● **To do**
Transcribe the records that follow exactly. Skip the pictures.

Referring expression pointing data
- - - - - - -
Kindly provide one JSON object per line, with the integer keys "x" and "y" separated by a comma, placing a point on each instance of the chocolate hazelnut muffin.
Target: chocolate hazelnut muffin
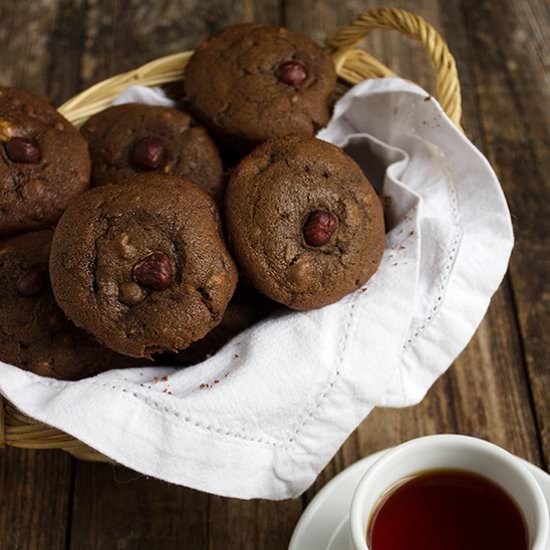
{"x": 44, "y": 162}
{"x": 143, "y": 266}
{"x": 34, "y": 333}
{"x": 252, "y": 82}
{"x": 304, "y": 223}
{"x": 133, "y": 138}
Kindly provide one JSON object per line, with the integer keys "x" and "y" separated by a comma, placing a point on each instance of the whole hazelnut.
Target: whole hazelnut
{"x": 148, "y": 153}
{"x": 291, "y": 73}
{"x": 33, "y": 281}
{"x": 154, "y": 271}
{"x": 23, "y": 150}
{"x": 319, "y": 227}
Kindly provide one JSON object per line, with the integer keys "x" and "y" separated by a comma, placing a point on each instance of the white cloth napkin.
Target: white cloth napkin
- - - - - - -
● **Written reply**
Kindly provide one JSON object per line, with the integer keys "x" and "y" separated by a comma, placing a point on each instance of the chocolate hazelnut muffin.
Target: chocolate hazelnut muffin
{"x": 44, "y": 162}
{"x": 143, "y": 266}
{"x": 34, "y": 333}
{"x": 252, "y": 82}
{"x": 304, "y": 223}
{"x": 133, "y": 138}
Kindly provide one JSON object per line, with the integer keys "x" and "y" separated by a comma, placing a point on each instance of the whole hazelnut.
Target: whole hazelnut
{"x": 148, "y": 153}
{"x": 291, "y": 73}
{"x": 33, "y": 281}
{"x": 154, "y": 271}
{"x": 23, "y": 150}
{"x": 319, "y": 227}
Kindly provide one JSON object per line, with the integer keys "x" and "y" separated by a comma, placing a point on each instance of the white cloth napkin.
Target: white cloth napkin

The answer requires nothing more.